▶ Work to be completed
Repeat the listing that follows without a single change.

▶ Given records
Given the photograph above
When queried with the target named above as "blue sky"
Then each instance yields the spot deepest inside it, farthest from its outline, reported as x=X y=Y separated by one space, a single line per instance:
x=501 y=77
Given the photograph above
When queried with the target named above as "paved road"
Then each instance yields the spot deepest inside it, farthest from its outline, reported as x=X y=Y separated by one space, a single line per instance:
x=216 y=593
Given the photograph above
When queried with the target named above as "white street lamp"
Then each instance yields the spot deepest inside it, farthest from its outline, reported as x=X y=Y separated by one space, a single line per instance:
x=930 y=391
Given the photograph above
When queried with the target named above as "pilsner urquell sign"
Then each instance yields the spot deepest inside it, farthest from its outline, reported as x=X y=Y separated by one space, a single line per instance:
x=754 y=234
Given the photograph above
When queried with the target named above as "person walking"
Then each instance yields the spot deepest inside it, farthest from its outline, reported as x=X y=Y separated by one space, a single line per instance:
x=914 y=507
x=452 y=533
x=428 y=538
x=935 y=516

▶ Task result
Given the photograph above
When queried with the target named above as "blue sky"
Then each instance yields the spot deepest inside it, farthest from its outline, reported as x=X y=Y separated by one space, a single line per instance:
x=501 y=77
Given the photograph above
When queried with the target named above as "paved road"
Then each instance yields the spot deepest inside it, farthest from its outline, reported as x=X y=Y separated by one space, a single line per instance:
x=216 y=593
Given the photograph above
When queried with the target named above as "white street lamp"
Then each instance yields the spot deepest inside it, farthest from its outline, reported as x=X y=Y separated by one space, a single line per instance:
x=930 y=391
Given the photograph above
When queried with the target named above as "pilsner urquell sign"
Then each instance yields the spot deepest inside it, farthest from its outline, reported as x=X y=Y separated by one space, a single line per instance:
x=754 y=234
Given the photograph above
When queried with the target named above as "person walking"
Then each instance yields the spot deepest inside it, farthest from its outline, reported as x=X y=Y separated by one space, a single line per instance:
x=914 y=507
x=452 y=533
x=428 y=538
x=935 y=516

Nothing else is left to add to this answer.